THE DATA.

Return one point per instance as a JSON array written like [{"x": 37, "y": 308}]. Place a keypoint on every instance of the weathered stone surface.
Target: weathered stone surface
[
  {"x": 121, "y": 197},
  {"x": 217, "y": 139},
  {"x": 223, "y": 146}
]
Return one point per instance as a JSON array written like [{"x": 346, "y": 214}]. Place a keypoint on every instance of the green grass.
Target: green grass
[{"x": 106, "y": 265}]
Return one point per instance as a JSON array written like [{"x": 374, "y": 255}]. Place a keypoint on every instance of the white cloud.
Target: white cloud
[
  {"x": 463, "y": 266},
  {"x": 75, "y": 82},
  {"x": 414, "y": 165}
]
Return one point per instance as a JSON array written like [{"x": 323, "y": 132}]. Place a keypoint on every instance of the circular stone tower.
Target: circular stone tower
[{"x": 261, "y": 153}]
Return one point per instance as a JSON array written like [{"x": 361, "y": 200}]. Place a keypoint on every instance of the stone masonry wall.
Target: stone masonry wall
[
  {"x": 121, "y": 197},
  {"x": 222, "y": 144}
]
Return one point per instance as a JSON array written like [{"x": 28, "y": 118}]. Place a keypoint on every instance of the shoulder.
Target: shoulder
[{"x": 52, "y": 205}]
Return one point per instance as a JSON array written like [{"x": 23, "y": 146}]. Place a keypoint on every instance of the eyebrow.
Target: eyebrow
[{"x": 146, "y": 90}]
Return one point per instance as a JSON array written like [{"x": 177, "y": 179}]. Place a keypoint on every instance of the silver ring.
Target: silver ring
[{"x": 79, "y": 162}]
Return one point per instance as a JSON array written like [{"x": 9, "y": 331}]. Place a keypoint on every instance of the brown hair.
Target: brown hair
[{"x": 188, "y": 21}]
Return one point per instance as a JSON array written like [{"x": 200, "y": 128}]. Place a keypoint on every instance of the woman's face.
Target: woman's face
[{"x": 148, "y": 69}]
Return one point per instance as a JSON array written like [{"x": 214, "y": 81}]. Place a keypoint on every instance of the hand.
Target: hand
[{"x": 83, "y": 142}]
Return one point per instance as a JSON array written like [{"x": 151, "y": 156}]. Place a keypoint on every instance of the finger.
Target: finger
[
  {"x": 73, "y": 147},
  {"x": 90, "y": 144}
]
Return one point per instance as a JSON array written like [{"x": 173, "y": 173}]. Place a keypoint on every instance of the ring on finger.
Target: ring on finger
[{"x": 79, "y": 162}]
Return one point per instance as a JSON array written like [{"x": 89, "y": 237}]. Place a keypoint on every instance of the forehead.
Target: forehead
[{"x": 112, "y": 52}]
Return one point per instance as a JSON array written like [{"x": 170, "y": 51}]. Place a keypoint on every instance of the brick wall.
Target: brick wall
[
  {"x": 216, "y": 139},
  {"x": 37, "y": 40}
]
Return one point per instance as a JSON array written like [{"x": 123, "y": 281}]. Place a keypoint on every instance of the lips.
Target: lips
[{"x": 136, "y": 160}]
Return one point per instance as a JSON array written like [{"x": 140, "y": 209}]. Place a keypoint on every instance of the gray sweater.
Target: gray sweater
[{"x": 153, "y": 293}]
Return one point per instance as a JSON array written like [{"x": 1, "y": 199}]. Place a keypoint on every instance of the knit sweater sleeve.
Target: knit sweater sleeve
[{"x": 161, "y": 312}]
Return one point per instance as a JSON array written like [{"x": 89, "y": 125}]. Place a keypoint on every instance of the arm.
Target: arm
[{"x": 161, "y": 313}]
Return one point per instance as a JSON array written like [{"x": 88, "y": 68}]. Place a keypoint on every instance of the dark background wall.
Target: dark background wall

OBJECTIVE. In the listing above, find the line containing "the brown hair." and please quote exactly that line through the last one, and no other lines.

TASK OUTPUT.
Return one point per instance as a JSON array written like [{"x": 9, "y": 331}]. Place a keypoint on every instance of the brown hair.
Target: brown hair
[{"x": 188, "y": 21}]
Return one point per instance as a JSON array written like [{"x": 200, "y": 128}]. Place a keypoint on every instance of the woman's face.
Target: woman's face
[{"x": 148, "y": 69}]
Return one point per instance as a JSON array written like [{"x": 214, "y": 81}]. Place a keypoint on every instance of the hand.
Target: hand
[{"x": 83, "y": 142}]
Return one point per instance as a JSON array written like [{"x": 151, "y": 156}]. Place a keypoint on every instance of the finger.
Target: finger
[
  {"x": 73, "y": 147},
  {"x": 90, "y": 144}
]
Return one point per instance as a JSON array written like [{"x": 173, "y": 173}]. Place a keypoint on every instance of the ring on finger.
Target: ring on finger
[{"x": 79, "y": 162}]
Return one point per instance as a JSON array written like [{"x": 89, "y": 237}]. Place a keypoint on every instance of the forehead.
Target: forehead
[{"x": 112, "y": 52}]
Return one point per instance as a JSON array written like [{"x": 170, "y": 51}]. Place a keypoint on every instance of the brick wall.
Target: brick wall
[
  {"x": 216, "y": 139},
  {"x": 37, "y": 40}
]
Return one point per instance as a JSON array written like [{"x": 123, "y": 281}]. Place a keypoint on every instance of the lips.
Target: lips
[{"x": 136, "y": 160}]
Return one point per instance as a JSON array written like [{"x": 140, "y": 209}]. Place a keypoint on every instance of the gray sweater.
Target: gray sweater
[{"x": 153, "y": 293}]
Return one point per instance as a JSON array written like [{"x": 1, "y": 199}]. Place a keypoint on every instance of the knit sweater sleeve.
Target: knit sweater sleeve
[{"x": 161, "y": 312}]
Return one point per instance as a JSON array written like [{"x": 89, "y": 125}]. Place a keypoint on every instance of the arm.
Target: arm
[{"x": 161, "y": 313}]
Return one point per instance as a JSON array written like [{"x": 88, "y": 68}]. Place a keypoint on every instance of the dark background wall.
Target: dark background wall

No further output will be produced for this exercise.